I would recommend first to determine if all DC electrical connections are clean and solid. Any short circuit would likely get hot and blow a fuse unless it was an intermittant battery short or anything before a fuse. There is no fuse to blow if the problem is in a battery, but a faulty battery might blow up with an internal battery short. (I had an internal short in a car battery once, it was intermittant at first and eventually the battery blew up, what a mess that was with sulpheric acid all over the place. I neutralized with baking soda but batteries can be dangerous so if you have a face shield it is always a good idea to wear it when messing with a battery.)

Just loose connections could also get hot if they are on high current circuits and that is a potential for fire. So inspect every plug and wire connection you can see for tightness, including the battery posts. Sometimes they get loose inside the battery.

If you want to measure DC Voltage, put you meter to the DC scale and set for an appropriate voltage range, (if it has a range setting) Since you will be measuring 12-15Vdc, select that range that is ABOVE but closest to 15Vdc. For example it might be a 30v range. It depends on the meter. And polarity matters also. Black on ground and red on hot for most meter leads.

## Source excerpt

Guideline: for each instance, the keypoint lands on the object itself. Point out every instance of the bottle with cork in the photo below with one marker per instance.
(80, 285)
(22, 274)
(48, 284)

## Exercise goal
Pick up the advice on checking DC wiring and measuring battery voltage where its last sentence ends, and keep writing it in the same voice.

## Answer to this exercise
I would first do a connection and battery inspection with the ignition off.

Then measure the voltage. You should measure about 12.5V. Having done that, start the engine and measure the voltage again. It should be higher. It might go up to 15V but it should be higher than 12.5V. The RPM and the state of your charging system will dictate the voltage with the engine running.

Your reference to all is fine when on shore power is not quite understood. Do you mean you the vehicle runs and you can put it in gear with shore power connected???

I don't believe house batteries are in this equation re the transmission and PAC brake ets

Good luck - hope I was helpfull.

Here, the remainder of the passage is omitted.